» ACTIVITÉ:
Recopiez à l'identique le passage du texte source qui s'ouvre sur les mots contenant « Ces quatre univers » et se termine par « de l’intime aussi. ».

» TEXTE SOURCE:
:::::
Paysages intérieurs
Lise Duclaux & Chris Straetling, André Goldberg, Jean-Pierre Ransonnet et Charles-Henry Sommelette
Pour fêter à sa manière la réouverture du Musée La Boverie à Liège et son exposition « Plein air », la galerie Les Drapiers présente l’exposition intitulée « Paysages intérieurs », avec les plasticiens Lise Duclaux & Chris Straetling, André Goldberg, Jean-Pierre Ransonnet et Charles-Henry Sommelette.
Ces quatre univers artistiques, avec des médiums distincts et une sensibilité propre à chacun, interrogent différemment le rapport qui unit le sujet au monde, les définitions a priori, la manière de marquer l’environnement, de s’inscrire en lui. Si le terme « paysage » appelle en principe à une vérité du sujet par sa représentation, à une connaissance objective par l’observation, gravitent aussi autour la dualité entre topos (le lieu en lui-même) et chôra (l’espace ou le lieu qualifié), mais aussi les notions duelles d’intériorité et d’extériorité. Le paysage est un fait de culture, un fait de l’intime aussi.
:::::
» EXTRAIT DES DONNÉES:
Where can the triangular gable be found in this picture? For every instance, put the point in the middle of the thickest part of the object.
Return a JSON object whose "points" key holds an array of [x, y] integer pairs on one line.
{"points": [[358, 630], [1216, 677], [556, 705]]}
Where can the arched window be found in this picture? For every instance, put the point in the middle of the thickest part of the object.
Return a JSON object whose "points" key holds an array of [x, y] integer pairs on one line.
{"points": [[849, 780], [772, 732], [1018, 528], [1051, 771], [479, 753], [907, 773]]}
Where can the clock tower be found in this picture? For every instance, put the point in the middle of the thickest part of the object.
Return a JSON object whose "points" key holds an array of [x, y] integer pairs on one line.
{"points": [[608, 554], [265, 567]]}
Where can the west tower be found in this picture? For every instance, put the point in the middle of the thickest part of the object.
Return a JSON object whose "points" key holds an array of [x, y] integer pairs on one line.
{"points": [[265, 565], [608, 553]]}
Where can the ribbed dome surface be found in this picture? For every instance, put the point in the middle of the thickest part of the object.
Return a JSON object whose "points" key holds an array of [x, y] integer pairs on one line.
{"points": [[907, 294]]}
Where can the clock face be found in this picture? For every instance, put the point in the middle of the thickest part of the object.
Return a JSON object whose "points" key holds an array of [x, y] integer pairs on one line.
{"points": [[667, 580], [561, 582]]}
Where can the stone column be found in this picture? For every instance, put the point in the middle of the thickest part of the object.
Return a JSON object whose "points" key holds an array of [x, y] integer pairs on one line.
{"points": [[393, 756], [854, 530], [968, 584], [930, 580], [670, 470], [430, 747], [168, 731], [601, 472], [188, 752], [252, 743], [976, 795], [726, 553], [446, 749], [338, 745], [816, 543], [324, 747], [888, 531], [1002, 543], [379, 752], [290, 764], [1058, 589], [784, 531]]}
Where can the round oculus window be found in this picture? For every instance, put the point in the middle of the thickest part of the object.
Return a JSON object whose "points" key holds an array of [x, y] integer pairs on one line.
:::::
» VOTRE RÉPONSE:
Ces quatre univers artistiques, avec des médiums distincts et une sensibilité propre à chacun, interrogent différemment le rapport qui unit le sujet au monde, les définitions a priori, la manière de marquer l’environnement, de s’inscrire en lui. Si le terme « paysage » appelle en principe à une vérité du sujet par sa représentation, à une connaissance objective par l’observation, gravitent aussi autour la dualité entre topos (le lieu en lui-même) et chôra (l’espace ou le lieu qualifié), mais aussi les notions duelles d’intériorité et d’extériorité. Le paysage est un fait de culture, un fait de l’intime aussi.